### TAREFA PROPOSTA 1
Transcreva do texto sobre os protestos dos motoboys o trecho começando em "O último episódio" e seguindo até "começar na sexta-feira.".
### TAREFA PROPOSTA 2
Por favor, resuma em duas frases o texto sobre os protestos dos motoboys.

### TRECHO DO TEXTO
------------------------------------

A soma de tibieza do poder público mais irresponsabilidade
de certas categorias profissionais tem dado ocasião a um tipo de protesto
trabalhista que vai muito além da suspensão do trabalho prevista em lei:
trata-se do bloqueio deliberado de avenidas e rodovias importantes, asfixiando
a livre circulação de pessoas e mercadorias e prejudicando indistintamente
todos os cidadãos.
O último episódio do gênero foram as manifestações de
motofretistas que, em questão de minutos, trouxeram o caos a São Paulo e Rio de
Janeiro.
No caso da capital paulista, na quinta-feira passada o
congestionamento beirou os 150 quilômetros quando os motoqueiros fecharam parte
da Paulista, da Brigadeiro Faria Lima, da Rebouças e da Marginal do Pinheiros.
Em alguns pontos da marginal a fila superava 7 quilômetros e
o bloqueio só foi desfeito quando a polícia usou bombas de gás lacrimogêneo. No
Rio, o centro da cidade também travou.
Os motoboys protestavam contra a resolução do Conselho
Nacional de Trânsito (Contran) que impôs normas mais rígidas para o exercício
de sua profissão, cuja vigência estava prevista para começar na sexta-feira.
O maior problema, na visão dos motoqueiros, era a exigência
de um curso de capacitação, sem o qual eles não podem obter sua licença
municipal.
A questão é que o curso só podia ser ministrado pelo Detran,
pelo Serviço Social do Transporte (Sest) ou pelo Serviço Nacional de
Aprendizagem do Transporte (Senat) e essas entidades não tinham condições de
fornecer vagas em número suficiente para suprir a demanda.
No mês passado, o Estado mostrou que apenas 2% dos motoboys
haviam conseguido fazer o curso e seria impossível para todos os demais atender
à exigência no prazo estipulado.

------------------------------------

### DADOS EXIBIDOS
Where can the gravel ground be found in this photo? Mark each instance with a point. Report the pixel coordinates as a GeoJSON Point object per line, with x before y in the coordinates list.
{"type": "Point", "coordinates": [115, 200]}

------------------------------------

### RESULTADO DA TAREFA 1
O último episódio do gênero foram as manifestações de
motofretistas que, em questão de minutos, trouxeram o caos a São Paulo e Rio de
Janeiro.
No caso da capital paulista, na quinta-feira passada o
congestionamento beirou os 150 quilômetros quando os motoqueiros fecharam parte
da Paulista, da Brigadeiro Faria Lima, da Rebouças e da Marginal do Pinheiros.
Em alguns pontos da marginal a fila superava 7 quilômetros e
o bloqueio só foi desfeito quando a polícia usou bombas de gás lacrimogêneo. No
Rio, o centro da cidade também travou.
Os motoboys protestavam contra a resolução do Conselho
Nacional de Trânsito (Contran) que impôs normas mais rígidas para o exercício
de sua profissão, cuja vigência estava prevista para começar na sexta-feira.

### RESULTADO DA TAREFA 2
Manifestações de motofretistas levaram o caos a São Paulo e ao Rio de Janeiro, e na capital paulista o bloqueio de avenidas gerou um congestionamento de quase 150 quilômetros. Eles protestavam contra uma resolução do Contran que impôs normas mais rígidas à profissão, sobretudo a exigência de um curso de capacitação para o qual as entidades autorizadas não tinham vagas suficientes.